2019–20 Bangladesh Cricket League
- Dates: 31 January – 26 February 2020
- Administrator: Bangladesh Cricket Board
- Cricket format: First-class
- Tournament format(s): Round-robin and final
- Champions: South Zone (5th title)
- Participants: 4
- Matches: 7
- Player of the series: Anamul Haque Abdur Razzak
- Most runs: Anamul Haque (501)
- Most wickets: Abdur Razzak (22)

= 2019–20 Bangladesh Cricket League =

Cricket tournament

The 2019–20 Bangladesh Cricket League was the eighth edition of the Bangladesh Cricket League, a first-class cricket competition. It was held in Bangladesh, running from 31 January to 24 February 2020. The tournament had a smaller set of fixtures than previous editions to accommodate the 2019–20 Dhaka Premier Division Cricket League, and was used as preparation for the first Test match against the Pakistan cricket team. South Zone were the defending champions.

**DATASET EXTRACT:**
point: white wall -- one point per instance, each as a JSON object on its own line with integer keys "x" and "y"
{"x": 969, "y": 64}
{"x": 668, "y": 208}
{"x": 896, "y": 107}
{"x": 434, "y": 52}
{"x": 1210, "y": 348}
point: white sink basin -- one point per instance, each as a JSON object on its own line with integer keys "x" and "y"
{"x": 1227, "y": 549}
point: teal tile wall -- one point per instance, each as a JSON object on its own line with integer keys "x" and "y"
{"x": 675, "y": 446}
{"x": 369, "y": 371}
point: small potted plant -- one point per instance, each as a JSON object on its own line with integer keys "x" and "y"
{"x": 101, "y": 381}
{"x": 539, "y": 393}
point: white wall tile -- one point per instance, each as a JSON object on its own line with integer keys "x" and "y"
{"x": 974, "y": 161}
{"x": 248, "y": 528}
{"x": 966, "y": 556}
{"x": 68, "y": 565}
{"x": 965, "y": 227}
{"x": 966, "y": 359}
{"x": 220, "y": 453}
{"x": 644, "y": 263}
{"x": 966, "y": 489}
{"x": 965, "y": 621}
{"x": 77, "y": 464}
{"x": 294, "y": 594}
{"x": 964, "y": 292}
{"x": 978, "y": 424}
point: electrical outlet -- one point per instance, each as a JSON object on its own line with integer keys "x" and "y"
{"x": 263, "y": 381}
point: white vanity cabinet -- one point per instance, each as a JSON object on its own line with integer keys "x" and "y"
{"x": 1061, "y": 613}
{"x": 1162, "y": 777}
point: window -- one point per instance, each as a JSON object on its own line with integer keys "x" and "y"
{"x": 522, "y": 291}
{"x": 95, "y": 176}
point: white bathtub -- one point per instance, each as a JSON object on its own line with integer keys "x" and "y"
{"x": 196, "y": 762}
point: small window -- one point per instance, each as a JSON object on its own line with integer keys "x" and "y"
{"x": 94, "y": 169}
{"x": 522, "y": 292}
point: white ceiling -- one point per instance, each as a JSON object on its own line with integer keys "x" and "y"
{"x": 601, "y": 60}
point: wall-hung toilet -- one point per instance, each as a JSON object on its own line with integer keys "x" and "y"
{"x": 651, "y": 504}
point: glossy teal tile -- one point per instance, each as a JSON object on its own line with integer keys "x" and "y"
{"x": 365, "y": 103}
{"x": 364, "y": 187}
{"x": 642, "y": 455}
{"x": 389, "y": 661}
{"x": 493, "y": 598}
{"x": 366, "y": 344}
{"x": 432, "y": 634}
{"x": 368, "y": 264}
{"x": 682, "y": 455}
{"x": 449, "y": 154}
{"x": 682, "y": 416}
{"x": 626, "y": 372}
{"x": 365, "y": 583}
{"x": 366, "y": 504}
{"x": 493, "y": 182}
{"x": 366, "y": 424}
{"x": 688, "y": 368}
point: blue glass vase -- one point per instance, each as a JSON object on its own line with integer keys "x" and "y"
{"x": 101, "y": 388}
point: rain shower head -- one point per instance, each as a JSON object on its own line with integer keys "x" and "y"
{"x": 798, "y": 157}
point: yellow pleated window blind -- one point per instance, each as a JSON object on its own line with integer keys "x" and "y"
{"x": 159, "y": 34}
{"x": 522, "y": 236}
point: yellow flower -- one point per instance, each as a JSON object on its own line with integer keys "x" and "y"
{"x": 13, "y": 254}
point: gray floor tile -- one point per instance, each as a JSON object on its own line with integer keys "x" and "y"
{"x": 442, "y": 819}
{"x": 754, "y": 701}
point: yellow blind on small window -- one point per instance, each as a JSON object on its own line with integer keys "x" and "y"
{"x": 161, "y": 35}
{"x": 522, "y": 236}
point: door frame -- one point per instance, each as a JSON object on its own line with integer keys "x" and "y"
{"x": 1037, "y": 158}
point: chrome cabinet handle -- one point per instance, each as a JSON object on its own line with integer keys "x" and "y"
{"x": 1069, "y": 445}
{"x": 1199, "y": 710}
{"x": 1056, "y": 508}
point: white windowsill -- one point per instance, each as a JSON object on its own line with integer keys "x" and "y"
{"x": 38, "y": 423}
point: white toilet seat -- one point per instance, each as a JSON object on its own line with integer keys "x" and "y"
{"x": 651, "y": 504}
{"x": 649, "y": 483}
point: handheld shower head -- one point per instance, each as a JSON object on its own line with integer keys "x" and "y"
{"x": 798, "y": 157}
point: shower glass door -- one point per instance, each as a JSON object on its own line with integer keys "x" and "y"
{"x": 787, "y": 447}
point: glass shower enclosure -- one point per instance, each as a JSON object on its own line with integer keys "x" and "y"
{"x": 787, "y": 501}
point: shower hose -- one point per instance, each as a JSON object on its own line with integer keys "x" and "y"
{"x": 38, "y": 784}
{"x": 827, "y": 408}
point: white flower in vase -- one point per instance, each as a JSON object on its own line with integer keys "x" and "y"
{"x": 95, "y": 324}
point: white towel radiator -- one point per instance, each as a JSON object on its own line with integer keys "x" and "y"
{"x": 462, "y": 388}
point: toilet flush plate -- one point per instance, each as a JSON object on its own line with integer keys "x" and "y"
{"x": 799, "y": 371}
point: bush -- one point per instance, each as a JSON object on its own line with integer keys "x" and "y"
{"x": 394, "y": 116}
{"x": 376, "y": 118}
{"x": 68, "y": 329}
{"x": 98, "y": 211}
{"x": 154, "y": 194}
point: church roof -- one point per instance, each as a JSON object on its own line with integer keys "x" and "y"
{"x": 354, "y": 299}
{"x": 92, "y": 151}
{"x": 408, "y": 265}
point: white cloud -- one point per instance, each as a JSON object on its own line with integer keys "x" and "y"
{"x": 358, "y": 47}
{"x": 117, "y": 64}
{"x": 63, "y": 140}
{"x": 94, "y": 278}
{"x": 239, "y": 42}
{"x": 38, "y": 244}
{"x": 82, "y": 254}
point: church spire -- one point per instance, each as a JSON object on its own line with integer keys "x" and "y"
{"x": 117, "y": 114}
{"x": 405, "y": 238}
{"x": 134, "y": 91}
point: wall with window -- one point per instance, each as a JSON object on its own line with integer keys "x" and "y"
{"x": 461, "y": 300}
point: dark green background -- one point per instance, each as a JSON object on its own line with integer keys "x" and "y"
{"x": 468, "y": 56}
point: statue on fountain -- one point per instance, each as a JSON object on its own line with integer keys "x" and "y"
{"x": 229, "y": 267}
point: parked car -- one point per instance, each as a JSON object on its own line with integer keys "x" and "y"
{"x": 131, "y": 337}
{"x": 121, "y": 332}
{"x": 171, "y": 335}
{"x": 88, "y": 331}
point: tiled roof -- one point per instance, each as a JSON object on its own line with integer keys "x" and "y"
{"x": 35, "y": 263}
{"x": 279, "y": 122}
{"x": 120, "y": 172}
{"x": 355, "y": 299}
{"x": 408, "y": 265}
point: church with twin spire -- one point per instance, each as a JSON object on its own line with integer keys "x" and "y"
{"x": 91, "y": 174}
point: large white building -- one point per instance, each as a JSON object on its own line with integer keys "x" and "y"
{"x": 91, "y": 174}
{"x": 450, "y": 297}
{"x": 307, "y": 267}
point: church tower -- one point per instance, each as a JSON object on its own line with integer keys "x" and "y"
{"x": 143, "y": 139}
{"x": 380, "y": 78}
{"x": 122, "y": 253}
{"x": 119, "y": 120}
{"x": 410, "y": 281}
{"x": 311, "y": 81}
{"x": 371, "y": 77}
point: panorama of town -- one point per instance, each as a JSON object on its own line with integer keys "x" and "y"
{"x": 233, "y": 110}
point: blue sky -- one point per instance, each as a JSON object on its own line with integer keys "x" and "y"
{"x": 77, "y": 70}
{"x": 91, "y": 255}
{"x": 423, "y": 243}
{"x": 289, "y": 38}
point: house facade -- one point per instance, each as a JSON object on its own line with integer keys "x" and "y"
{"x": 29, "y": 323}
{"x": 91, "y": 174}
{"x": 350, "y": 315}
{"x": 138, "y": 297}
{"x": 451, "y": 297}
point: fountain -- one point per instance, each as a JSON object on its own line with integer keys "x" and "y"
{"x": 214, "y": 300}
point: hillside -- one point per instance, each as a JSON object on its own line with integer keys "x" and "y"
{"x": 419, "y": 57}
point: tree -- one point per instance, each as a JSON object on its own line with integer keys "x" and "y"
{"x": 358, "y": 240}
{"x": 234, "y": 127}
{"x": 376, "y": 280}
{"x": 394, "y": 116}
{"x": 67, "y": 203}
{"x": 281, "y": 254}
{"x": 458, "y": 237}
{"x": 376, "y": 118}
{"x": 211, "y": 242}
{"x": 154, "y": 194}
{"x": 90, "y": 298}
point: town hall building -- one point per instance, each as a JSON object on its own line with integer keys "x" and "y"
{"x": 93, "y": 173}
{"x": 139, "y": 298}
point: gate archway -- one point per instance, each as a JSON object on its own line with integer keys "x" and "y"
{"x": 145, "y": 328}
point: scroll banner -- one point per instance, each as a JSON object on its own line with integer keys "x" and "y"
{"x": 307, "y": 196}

**WRITTEN PROBLEM:**
According to the cricket league text, who took the most wickets in the tournament, and how many? Rely only on the cricket league text, not on the rows.

**ANSWER FOR THIS EXERCISE:**
Abdur Razzak took the most wickets, with 22.